>> begin Dataset excerpts

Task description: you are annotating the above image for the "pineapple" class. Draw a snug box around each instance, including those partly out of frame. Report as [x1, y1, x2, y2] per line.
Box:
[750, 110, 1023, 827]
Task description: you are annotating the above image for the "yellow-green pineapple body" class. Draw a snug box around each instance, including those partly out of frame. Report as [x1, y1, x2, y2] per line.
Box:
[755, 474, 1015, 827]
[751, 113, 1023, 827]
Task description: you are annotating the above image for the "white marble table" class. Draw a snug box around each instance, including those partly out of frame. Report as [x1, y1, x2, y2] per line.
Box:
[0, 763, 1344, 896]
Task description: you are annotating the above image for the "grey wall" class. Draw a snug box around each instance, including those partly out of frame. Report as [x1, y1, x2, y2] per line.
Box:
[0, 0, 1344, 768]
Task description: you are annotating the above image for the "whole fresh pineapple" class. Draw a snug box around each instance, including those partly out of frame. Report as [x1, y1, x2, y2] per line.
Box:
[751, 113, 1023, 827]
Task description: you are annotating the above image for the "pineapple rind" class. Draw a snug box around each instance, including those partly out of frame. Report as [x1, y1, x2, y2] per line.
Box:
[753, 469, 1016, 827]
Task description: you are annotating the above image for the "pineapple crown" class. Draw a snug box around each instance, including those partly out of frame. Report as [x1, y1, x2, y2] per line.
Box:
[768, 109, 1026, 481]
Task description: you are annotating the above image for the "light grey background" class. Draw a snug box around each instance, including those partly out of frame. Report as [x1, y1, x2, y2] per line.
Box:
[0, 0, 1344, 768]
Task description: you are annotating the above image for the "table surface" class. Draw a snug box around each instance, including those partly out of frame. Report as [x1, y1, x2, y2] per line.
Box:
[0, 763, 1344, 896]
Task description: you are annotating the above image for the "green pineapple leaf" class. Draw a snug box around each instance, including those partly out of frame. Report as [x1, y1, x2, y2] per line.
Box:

>> end Dataset excerpts

• **Problem**
Can you turn the records above into a numbered list with one line per entry and no blank lines?

• **Response below**
1. Task description: you are annotating the above image for the "pineapple" class. Draw a snug box around each instance, including those partly out of frame. Report as [x1, y1, x2, y2] per line.
2. Box:
3. [750, 110, 1023, 827]
4. Task description: you are annotating the above image for the "yellow-green pineapple body" class. Draw a snug box around each instance, including those partly out of frame. Report as [x1, y1, x2, y2] per line.
5. Box:
6. [755, 474, 1015, 827]
7. [751, 113, 1023, 827]
8. Task description: you are annotating the above image for the "white marble table" class. Draw a snug box around each instance, including those partly out of frame. Report as [x1, y1, x2, y2] per line.
9. Box:
10. [0, 763, 1344, 896]
11. Task description: you are annotating the above image for the "grey wall" class. Draw a snug box around each instance, including those partly out of frame. Report as [x1, y1, x2, y2] per line.
12. Box:
13. [0, 0, 1344, 768]
14. Task description: you are annotating the above image for the "whole fresh pineapple" class. Draw a snug box around each instance, including those partly out of frame. Report as [x1, y1, x2, y2] per line.
15. Box:
16. [751, 113, 1023, 827]
17. Task description: you are annotating the above image for the "pineapple rind" class. Draw a snug box around each instance, including those partly out of frame. Report as [x1, y1, x2, y2] per line.
18. Box:
19. [753, 469, 1016, 827]
20. Task description: you are annotating the above image for the "pineapple crown" class. Draw a snug box around each instance, including those partly out of frame. Report as [x1, y1, x2, y2] per line.
21. Box:
22. [768, 109, 1026, 481]
23. Task description: you are annotating the above image for the "light grey background" class. Draw a snug box around each instance, including those partly out of frame. Report as [x1, y1, x2, y2] per line.
24. Box:
25. [0, 0, 1344, 768]
26. Task description: you are annotating the above image for the "table surface" class. Draw a snug box around each instance, including those partly out of frame. Report as [x1, y1, x2, y2] per line.
27. Box:
28. [0, 763, 1344, 896]
29. Task description: you are annotating the above image for the "green pineapple leaf" class. Draw a snug box around each instance, including those partly out of frame. Report as [x1, y1, x2, y2] per line.
30. Box:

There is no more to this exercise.